▶ **Work order**: Starting with the first line, output the data exactly through to the end.
»»
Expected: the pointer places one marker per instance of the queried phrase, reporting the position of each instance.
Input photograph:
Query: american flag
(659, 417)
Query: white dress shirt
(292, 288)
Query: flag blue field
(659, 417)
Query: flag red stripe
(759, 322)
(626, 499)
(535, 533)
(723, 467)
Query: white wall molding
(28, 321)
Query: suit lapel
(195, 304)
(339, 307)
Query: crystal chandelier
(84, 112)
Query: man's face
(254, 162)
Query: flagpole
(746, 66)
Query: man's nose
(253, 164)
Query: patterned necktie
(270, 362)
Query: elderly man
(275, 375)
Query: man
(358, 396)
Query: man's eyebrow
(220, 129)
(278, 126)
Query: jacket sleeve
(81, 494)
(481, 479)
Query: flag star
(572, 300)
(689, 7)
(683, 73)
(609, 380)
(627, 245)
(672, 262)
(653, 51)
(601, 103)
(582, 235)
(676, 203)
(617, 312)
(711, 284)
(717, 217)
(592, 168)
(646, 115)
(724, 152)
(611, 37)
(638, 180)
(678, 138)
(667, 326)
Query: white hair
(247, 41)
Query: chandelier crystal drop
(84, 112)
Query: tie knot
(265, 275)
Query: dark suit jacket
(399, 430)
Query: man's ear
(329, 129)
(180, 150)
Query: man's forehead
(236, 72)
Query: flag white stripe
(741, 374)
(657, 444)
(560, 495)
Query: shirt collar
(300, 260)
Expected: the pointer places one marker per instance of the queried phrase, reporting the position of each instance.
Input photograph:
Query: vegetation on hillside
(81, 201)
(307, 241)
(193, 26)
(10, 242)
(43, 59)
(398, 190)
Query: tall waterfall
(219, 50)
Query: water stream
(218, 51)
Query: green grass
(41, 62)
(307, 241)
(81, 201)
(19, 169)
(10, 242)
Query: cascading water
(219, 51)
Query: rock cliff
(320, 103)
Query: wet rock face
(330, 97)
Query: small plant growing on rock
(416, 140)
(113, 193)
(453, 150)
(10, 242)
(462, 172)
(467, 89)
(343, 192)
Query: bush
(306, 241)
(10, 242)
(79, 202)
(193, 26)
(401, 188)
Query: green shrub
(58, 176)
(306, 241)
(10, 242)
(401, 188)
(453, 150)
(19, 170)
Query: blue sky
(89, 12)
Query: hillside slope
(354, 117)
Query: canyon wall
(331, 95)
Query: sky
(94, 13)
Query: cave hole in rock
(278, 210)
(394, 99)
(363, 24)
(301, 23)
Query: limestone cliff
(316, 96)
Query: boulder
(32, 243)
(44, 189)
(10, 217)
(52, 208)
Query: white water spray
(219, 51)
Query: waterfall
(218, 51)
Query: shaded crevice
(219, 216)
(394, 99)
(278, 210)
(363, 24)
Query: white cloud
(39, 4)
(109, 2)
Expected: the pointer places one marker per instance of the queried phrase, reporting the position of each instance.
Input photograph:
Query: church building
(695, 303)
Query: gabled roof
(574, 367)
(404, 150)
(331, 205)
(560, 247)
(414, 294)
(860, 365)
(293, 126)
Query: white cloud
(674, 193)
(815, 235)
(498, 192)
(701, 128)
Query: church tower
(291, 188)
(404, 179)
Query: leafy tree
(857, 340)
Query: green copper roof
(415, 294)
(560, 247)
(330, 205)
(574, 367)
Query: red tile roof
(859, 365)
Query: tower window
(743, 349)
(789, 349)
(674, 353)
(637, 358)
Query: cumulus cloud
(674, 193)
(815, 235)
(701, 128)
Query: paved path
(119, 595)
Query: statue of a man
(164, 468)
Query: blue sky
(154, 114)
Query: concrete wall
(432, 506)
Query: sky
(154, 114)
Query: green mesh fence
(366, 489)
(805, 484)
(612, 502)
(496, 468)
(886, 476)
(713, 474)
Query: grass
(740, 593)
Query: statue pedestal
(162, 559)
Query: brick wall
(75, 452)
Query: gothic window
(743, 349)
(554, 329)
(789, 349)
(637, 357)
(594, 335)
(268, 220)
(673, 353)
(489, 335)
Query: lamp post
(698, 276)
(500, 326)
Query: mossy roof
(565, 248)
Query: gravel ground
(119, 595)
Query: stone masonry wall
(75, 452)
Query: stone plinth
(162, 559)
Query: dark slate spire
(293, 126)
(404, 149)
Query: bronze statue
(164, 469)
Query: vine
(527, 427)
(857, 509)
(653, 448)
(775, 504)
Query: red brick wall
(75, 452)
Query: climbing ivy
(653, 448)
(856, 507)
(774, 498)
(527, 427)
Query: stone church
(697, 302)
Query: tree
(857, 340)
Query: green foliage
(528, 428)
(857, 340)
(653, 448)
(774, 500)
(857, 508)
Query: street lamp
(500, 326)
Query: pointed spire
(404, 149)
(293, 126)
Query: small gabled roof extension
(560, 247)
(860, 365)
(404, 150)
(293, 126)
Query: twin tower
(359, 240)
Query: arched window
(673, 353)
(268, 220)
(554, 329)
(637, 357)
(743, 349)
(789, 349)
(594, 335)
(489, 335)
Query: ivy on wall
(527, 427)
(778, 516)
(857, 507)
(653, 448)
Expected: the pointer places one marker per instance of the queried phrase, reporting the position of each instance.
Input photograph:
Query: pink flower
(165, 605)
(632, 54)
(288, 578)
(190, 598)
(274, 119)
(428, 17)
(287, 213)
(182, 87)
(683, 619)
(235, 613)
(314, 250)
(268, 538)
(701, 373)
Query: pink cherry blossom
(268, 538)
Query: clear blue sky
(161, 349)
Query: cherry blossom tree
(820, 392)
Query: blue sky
««
▶ **Result of this exercise**:
Expected: the pointer places one marker per instance of the queried phrase, reporting the position of each instance.
Input photograph:
Query: american flag
(659, 417)
Query: white dress shirt
(292, 288)
Query: flag blue field
(659, 417)
Query: flag red stripe
(759, 322)
(626, 499)
(535, 533)
(723, 467)
Query: white wall molding
(28, 321)
Query: suit lapel
(195, 304)
(339, 307)
Query: crystal chandelier
(84, 112)
Query: man's face
(254, 162)
Query: flagpole
(746, 66)
Query: man's nose
(253, 164)
Query: patterned necktie
(270, 362)
Query: elderly man
(275, 375)
Query: man
(358, 396)
Query: man's eyebrow
(220, 129)
(278, 126)
Query: jacket sleeve
(81, 494)
(481, 479)
Query: flag star
(572, 300)
(689, 7)
(683, 73)
(609, 380)
(627, 245)
(672, 262)
(653, 51)
(601, 103)
(582, 235)
(676, 203)
(617, 312)
(711, 284)
(717, 217)
(592, 168)
(646, 115)
(724, 152)
(611, 37)
(638, 180)
(678, 138)
(667, 326)
Query: white hair
(247, 41)
Query: chandelier crystal drop
(84, 112)
Query: tie knot
(265, 275)
Query: dark suit jacket
(399, 430)
Query: man's ear
(329, 129)
(180, 150)
Query: man's forehead
(236, 72)
Query: flag white stripe
(741, 374)
(657, 444)
(560, 495)
Query: shirt collar
(300, 260)
Expected: the pointer places one marker per instance of the queried phrase, reporting the position of each instance.
Input photograph:
Query: vegetation on hillside
(81, 201)
(307, 241)
(193, 26)
(10, 242)
(43, 59)
(398, 190)
Query: tall waterfall
(219, 50)
Query: water stream
(218, 51)
Query: green grass
(41, 62)
(307, 241)
(81, 201)
(19, 169)
(10, 242)
Query: cascading water
(219, 51)
Query: rock cliff
(320, 103)
Query: wet rock face
(330, 97)
Query: small plant growing on rock
(416, 140)
(113, 193)
(453, 150)
(10, 242)
(462, 172)
(467, 89)
(343, 192)
Query: bush
(306, 241)
(10, 242)
(79, 202)
(193, 26)
(401, 188)
Query: green shrub
(58, 176)
(306, 241)
(10, 242)
(401, 188)
(453, 150)
(19, 170)
Query: blue sky
(89, 12)
Query: hillside slope
(354, 117)
Query: canyon wall
(331, 95)
Query: sky
(94, 13)
Query: cave hole in rock
(278, 210)
(394, 99)
(363, 24)
(301, 23)
Query: limestone cliff
(316, 96)
Query: boulder
(32, 243)
(44, 189)
(10, 217)
(52, 208)
Query: white water spray
(219, 51)
Query: waterfall
(218, 51)
Query: shaded crevice
(219, 216)
(394, 99)
(278, 210)
(363, 24)
Query: white cloud
(39, 4)
(109, 2)
Expected: the pointer places one marker per instance of the queried phrase, reporting the position of each instance.
Input photograph:
Query: church building
(695, 303)
Query: gabled roof
(574, 367)
(404, 150)
(331, 205)
(560, 247)
(414, 294)
(860, 365)
(293, 126)
Query: white cloud
(674, 193)
(815, 235)
(498, 192)
(701, 128)
Query: church tower
(291, 188)
(404, 179)
Query: leafy tree
(857, 340)
Query: green copper roof
(415, 294)
(560, 247)
(330, 205)
(574, 367)
Query: red tile roof
(859, 365)
Query: tower window
(743, 349)
(789, 349)
(674, 353)
(637, 358)
Query: cumulus cloud
(674, 193)
(815, 235)
(701, 128)
Query: paved path
(119, 595)
Query: statue of a man
(164, 468)
Query: blue sky
(154, 114)
Query: concrete wall
(432, 506)
Query: sky
(154, 114)
Query: green mesh fence
(366, 489)
(805, 484)
(612, 502)
(496, 468)
(886, 476)
(713, 474)
Query: grass
(740, 593)
Query: statue pedestal
(162, 559)
Query: brick wall
(75, 452)
Query: gothic window
(743, 349)
(554, 329)
(789, 349)
(637, 357)
(594, 335)
(268, 220)
(673, 353)
(489, 335)
Query: lamp post
(698, 276)
(500, 326)
Query: mossy roof
(565, 248)
Query: gravel ground
(119, 595)
Query: stone masonry wall
(75, 452)
Query: stone plinth
(162, 559)
Query: dark slate spire
(293, 126)
(404, 149)
Query: bronze statue
(164, 469)
Query: vine
(527, 427)
(857, 509)
(653, 448)
(775, 504)
Query: red brick wall
(75, 452)
Query: climbing ivy
(653, 448)
(856, 507)
(774, 498)
(527, 427)
Query: stone church
(697, 302)
Query: tree
(857, 340)
Query: green foliage
(528, 428)
(857, 340)
(653, 448)
(774, 500)
(857, 508)
Query: street lamp
(500, 326)
Query: pointed spire
(404, 149)
(293, 126)
Query: small gabled roof extension
(560, 247)
(860, 365)
(404, 150)
(293, 126)
Query: twin tower
(359, 240)
Query: arched window
(673, 353)
(268, 220)
(554, 329)
(637, 357)
(743, 349)
(789, 349)
(594, 335)
(489, 335)
Query: ivy on wall
(527, 427)
(778, 516)
(857, 507)
(653, 448)
Expected: the pointer places one marker per instance of the queried phrase, reporting the position of each instance.
Input photograph:
Query: pink flower
(165, 605)
(632, 54)
(288, 578)
(190, 598)
(274, 119)
(428, 17)
(287, 213)
(182, 87)
(683, 619)
(235, 613)
(314, 250)
(268, 538)
(701, 373)
Query: pink cherry blossom
(268, 538)
Query: clear blue sky
(161, 349)
Query: cherry blossom tree
(820, 392)
Query: blue sky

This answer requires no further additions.